Data for this exercise:

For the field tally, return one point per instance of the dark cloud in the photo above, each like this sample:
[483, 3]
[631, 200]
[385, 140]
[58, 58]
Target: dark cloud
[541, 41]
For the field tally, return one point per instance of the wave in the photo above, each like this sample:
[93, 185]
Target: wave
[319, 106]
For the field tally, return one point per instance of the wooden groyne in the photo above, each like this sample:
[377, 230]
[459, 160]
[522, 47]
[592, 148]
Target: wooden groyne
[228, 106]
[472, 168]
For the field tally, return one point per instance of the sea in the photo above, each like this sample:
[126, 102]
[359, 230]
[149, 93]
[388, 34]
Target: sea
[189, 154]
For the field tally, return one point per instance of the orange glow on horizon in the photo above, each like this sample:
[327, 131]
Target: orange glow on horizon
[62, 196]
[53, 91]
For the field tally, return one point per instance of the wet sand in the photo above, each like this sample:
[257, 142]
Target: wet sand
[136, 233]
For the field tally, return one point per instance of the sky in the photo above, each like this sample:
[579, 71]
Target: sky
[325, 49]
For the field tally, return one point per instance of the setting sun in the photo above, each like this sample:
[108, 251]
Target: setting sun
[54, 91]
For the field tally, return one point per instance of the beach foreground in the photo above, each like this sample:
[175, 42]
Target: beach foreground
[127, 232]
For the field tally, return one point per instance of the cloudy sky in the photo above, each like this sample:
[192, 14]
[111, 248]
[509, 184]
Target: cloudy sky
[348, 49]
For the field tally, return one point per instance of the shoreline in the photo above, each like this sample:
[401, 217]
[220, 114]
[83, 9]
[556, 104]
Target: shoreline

Instructions for the task: Your answer must be a copy of every line in the data above that holds the string "return".

Response box:
For the field tally, return one point per instance of the dark cloud in the photo above, each like this sample:
For the field tally, return one point per instance of the wave in the photo above, each like this sample:
For the field tally, return one point per instance of the wooden groyne in the photo above, each like this sample:
For the field tally, return one point per instance of the sea in the photo above, each like this sample:
For the field tally, return one point per instance of the orange glow on horizon in the photo above, each like this sample:
For the field tally, return one point per instance of the wet sand in the photo above, each like this sample:
For the field tally, return one point per instance of the sky in the photo above, each like this sample:
For the field tally, return one point per instance of the setting sun in the photo above, each like this sample:
For the field tally, return one point per instance of the beach foreground in the photo above, each like this sample:
For the field tally, return one point per instance of the cloudy sky in the photo above, each like this sample:
For the field tally, return one point per instance of the shoreline in the photo above, each like this sample:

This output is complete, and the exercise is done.